#### SHORT TASK A:
Extract every line of the records below that contains the string "background", matching case exactly.

#### TEXT SEGMENT:
════
My thanks to Robert Middleton for bringing this to my attention, Robert as many of you know runs a very successful online business called Action Plan Marketing; find him at http://actionplan.com/. Specifically, having read my article on "The 5 stages of a sales call" Robert asks about 3 other stages in the sales process Desired Future, Challenges in Getting There, Present Your Services and then close.

Finding your prospects desired future is key to making successful sales, this is an essential part of the qualification process. Your questioning should try to uncover both your prospects personal & business aspirations. This is particularly relevant for senior staff and especially business owners, as their business aspirations will tend to be subservient to their personal aspirations. The better you are at uncovering personal needs and wants the more sales you'll close.

Highlighting the challenges in getting there is also part of the qualification process, since you're attempting to get your prospect to uncover all the problems he faces and most importantly get him to talk about the consequences of not overcoming them. You must however concentrate on areas where you product provides a solution therefore increasing the value of your offering. Only once you are sure you've uncovered all his obstacles do you venture to offer a solution. If you go in too early you devalue what you're selling.
════
#### MATERIAL SHOWN:

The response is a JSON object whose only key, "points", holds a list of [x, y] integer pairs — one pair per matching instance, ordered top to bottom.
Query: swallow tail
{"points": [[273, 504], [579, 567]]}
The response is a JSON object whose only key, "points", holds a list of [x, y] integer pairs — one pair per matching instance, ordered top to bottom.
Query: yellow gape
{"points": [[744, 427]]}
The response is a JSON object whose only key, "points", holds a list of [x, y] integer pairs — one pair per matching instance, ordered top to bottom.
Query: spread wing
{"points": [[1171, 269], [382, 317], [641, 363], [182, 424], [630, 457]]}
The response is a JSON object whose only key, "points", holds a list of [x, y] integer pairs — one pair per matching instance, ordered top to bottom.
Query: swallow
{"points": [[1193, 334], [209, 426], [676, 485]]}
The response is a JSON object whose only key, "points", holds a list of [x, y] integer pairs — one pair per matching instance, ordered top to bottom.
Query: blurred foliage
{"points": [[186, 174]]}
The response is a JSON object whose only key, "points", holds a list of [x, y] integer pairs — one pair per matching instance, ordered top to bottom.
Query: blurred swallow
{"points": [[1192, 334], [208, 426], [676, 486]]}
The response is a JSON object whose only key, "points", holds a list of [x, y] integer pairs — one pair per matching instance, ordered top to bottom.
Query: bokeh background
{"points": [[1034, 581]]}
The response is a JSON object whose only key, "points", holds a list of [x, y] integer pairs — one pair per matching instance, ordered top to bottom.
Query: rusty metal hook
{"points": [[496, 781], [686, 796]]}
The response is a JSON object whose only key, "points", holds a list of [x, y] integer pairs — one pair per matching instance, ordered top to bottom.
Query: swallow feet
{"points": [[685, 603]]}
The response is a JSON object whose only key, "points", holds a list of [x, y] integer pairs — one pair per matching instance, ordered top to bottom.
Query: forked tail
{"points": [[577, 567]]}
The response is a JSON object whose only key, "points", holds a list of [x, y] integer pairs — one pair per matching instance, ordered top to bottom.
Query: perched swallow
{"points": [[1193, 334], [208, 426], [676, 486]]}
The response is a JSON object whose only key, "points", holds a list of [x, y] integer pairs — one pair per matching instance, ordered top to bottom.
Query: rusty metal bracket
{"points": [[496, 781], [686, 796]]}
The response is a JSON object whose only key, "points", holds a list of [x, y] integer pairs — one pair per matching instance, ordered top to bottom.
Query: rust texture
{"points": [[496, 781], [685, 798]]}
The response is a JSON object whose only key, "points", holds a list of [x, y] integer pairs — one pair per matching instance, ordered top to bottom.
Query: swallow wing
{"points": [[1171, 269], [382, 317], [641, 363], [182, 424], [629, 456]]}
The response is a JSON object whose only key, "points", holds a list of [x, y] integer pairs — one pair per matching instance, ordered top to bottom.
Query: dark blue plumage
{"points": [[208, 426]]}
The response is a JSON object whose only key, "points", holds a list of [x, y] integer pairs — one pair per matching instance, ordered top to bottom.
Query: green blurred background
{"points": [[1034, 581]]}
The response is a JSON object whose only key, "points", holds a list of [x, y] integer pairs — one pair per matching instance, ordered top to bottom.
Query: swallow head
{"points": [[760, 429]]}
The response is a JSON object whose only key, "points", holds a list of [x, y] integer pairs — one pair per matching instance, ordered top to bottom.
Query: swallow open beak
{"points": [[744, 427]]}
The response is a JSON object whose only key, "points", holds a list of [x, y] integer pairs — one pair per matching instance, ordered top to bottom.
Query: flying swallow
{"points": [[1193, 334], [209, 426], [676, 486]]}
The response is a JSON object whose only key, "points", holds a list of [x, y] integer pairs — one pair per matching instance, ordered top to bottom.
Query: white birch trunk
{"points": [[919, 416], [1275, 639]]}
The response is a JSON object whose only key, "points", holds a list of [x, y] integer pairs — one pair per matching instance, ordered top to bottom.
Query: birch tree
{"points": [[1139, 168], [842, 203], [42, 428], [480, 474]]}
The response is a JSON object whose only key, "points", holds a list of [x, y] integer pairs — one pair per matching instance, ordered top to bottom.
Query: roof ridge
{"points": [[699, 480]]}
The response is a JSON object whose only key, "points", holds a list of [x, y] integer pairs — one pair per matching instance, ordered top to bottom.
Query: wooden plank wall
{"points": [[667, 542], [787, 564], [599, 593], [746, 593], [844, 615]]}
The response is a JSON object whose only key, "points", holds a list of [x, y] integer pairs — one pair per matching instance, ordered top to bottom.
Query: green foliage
════
#### SHORT TASK B:
Repeat the sales text above word for word, beginning at the words "My thanks to" and stopping after "sales you'll close.".

#### TASK SOLUTION A:
Query: bokeh background
Query: green blurred background

#### TASK SOLUTION B:
My thanks to Robert Middleton for bringing this to my attention, Robert as many of you know runs a very successful online business called Action Plan Marketing; find him at http://actionplan.com/. Specifically, having read my article on "The 5 stages of a sales call" Robert asks about 3 other stages in the sales process Desired Future, Challenges in Getting There, Present Your Services and then close.

Finding your prospects desired future is key to making successful sales, this is an essential part of the qualification process. Your questioning should try to uncover both your prospects personal & business aspirations. This is particularly relevant for senior staff and especially business owners, as their business aspirations will tend to be subservient to their personal aspirations. The better you are at uncovering personal needs and wants the more sales you'll close.